WRITTEN REQUEST. Copy out exactly the lines from the one containing "Annotation task: mark the woman's left" to the end of the records below, both included, and nothing else.
* Begin RECORDS PROVIDED *
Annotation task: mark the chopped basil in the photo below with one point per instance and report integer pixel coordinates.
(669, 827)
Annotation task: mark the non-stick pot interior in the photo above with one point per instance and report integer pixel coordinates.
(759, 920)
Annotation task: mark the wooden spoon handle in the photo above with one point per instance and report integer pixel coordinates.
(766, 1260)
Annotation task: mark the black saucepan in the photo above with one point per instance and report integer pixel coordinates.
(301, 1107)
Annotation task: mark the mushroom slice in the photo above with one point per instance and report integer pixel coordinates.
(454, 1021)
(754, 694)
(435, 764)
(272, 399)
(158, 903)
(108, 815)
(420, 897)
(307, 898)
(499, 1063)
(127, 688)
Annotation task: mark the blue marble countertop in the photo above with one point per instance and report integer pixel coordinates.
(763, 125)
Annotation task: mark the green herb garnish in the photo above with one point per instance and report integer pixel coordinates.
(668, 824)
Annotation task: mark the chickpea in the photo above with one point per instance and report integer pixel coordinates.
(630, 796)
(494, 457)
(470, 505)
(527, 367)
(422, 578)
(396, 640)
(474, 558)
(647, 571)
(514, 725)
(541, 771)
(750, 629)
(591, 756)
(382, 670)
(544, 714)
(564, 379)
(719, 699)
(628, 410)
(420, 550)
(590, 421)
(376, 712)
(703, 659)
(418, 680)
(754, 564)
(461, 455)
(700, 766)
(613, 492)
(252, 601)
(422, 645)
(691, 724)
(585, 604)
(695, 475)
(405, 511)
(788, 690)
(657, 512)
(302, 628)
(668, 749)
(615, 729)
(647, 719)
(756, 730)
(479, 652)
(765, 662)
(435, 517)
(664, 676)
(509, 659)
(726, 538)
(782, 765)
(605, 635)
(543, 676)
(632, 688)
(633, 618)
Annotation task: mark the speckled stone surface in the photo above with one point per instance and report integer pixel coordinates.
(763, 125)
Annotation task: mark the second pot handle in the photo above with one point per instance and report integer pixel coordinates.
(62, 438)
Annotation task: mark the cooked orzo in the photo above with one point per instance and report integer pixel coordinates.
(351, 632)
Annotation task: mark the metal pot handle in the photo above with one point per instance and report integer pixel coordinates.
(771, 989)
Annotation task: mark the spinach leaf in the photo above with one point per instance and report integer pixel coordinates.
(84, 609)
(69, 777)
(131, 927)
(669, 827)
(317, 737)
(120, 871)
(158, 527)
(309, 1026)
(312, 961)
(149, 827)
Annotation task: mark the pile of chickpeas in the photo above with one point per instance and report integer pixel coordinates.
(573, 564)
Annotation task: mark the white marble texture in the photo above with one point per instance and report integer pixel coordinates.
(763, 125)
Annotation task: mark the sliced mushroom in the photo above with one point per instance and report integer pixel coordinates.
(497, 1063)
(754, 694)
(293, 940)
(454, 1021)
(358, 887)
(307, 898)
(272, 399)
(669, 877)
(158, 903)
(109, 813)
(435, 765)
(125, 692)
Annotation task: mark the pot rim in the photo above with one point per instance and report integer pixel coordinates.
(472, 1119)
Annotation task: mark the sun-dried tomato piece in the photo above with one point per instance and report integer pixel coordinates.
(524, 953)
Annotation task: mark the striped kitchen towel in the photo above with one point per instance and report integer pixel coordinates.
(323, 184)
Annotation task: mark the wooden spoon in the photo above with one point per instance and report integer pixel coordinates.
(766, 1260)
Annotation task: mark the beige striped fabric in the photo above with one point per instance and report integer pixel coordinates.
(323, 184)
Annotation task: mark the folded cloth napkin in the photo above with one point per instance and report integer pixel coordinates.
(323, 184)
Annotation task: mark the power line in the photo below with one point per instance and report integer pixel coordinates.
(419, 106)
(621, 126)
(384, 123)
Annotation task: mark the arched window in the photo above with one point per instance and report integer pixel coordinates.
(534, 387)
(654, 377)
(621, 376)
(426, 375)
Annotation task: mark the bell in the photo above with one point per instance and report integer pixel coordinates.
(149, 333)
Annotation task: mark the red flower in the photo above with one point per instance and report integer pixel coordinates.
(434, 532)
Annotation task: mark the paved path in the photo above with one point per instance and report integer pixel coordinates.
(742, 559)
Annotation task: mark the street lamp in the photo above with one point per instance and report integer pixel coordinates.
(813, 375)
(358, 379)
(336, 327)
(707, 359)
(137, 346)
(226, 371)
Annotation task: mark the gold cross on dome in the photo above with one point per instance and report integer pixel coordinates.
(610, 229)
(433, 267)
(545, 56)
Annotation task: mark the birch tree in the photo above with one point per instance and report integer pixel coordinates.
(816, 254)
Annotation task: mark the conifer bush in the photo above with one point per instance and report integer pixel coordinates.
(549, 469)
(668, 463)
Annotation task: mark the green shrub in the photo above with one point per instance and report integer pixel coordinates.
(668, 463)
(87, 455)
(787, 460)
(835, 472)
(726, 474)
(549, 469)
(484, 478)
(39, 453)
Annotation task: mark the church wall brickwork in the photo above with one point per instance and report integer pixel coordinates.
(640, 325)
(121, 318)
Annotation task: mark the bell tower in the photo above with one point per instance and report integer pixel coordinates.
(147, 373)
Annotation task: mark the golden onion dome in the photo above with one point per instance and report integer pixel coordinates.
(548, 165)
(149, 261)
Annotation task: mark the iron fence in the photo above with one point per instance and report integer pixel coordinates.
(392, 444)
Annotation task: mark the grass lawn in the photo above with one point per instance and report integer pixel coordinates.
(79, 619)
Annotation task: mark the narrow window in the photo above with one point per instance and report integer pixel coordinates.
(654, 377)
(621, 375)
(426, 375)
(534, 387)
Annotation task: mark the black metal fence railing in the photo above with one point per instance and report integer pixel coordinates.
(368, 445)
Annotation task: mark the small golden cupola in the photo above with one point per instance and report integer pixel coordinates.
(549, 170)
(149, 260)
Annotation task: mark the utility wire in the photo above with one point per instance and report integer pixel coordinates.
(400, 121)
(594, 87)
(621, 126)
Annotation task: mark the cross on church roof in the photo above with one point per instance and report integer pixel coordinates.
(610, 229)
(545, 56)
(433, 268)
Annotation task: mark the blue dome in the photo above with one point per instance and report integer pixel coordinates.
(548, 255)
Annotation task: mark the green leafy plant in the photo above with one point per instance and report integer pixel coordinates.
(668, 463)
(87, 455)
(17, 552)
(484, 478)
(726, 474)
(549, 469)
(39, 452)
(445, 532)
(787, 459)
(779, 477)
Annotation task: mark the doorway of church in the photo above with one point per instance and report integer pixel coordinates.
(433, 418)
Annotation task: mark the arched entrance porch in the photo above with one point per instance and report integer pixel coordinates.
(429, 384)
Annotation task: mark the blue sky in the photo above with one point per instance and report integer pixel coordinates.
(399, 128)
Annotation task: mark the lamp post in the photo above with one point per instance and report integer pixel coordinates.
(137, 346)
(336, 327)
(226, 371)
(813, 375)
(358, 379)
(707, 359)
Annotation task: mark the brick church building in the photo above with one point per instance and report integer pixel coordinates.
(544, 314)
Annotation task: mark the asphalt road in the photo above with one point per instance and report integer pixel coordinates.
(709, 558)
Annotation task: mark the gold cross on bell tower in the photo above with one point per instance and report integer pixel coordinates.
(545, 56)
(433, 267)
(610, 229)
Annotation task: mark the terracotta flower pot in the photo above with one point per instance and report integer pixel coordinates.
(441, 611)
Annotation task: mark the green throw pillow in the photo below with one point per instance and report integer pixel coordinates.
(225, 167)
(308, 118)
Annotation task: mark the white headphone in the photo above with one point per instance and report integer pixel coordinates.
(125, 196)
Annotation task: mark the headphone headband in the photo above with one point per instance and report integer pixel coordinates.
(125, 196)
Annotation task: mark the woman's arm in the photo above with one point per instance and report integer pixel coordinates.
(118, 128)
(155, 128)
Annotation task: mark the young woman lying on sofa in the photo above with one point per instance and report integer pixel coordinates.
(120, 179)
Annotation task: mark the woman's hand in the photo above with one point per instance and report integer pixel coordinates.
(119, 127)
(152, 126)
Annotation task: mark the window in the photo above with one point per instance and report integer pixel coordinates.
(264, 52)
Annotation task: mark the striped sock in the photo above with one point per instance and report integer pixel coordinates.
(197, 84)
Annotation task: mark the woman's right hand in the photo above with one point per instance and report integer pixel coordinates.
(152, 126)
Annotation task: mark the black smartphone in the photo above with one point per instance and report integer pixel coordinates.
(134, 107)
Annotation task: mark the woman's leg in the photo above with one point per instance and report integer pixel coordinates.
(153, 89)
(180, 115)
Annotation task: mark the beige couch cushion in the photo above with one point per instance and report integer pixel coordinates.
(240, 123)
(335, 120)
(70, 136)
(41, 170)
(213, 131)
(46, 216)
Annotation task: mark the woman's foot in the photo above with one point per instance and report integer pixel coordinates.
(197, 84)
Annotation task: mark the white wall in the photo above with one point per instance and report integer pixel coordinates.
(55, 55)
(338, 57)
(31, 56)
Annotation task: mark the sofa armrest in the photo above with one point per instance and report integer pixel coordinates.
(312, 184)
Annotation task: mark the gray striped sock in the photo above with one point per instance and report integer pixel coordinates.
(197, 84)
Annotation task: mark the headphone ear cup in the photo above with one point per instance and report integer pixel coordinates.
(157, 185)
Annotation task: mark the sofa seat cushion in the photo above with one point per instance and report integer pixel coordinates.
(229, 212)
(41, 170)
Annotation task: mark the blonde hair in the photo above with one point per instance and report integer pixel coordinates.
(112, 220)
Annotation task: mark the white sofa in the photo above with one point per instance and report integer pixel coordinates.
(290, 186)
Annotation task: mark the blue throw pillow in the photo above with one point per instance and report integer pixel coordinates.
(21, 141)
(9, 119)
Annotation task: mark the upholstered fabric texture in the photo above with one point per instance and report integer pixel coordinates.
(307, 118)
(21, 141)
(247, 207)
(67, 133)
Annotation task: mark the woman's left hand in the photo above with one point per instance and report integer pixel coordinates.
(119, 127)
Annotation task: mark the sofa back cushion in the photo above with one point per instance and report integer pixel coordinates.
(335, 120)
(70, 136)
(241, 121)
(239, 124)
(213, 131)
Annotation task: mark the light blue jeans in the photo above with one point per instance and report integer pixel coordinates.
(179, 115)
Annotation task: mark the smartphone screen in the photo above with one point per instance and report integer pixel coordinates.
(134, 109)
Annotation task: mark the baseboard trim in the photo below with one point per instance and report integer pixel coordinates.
* End RECORDS PROVIDED *
THE ANSWER.
Annotation task: mark the woman's left hand in the photo above with one point per instance and report integer pixel coordinates.
(119, 127)
Annotation task: mark the sofa back cushion in the photo above with one point per instance and report integer pixel coordinates.
(335, 120)
(70, 136)
(241, 121)
(239, 124)
(213, 131)
Annotation task: mark the light blue jeans in the photo above with one point per instance and report integer pixel coordinates.
(179, 115)
Annotation task: mark the smartphone screen in the photo above with one point per instance and report integer pixel coordinates.
(134, 109)
Annotation task: mark the baseboard trim in the photo below with one point per instance and report integer pixel coordinates.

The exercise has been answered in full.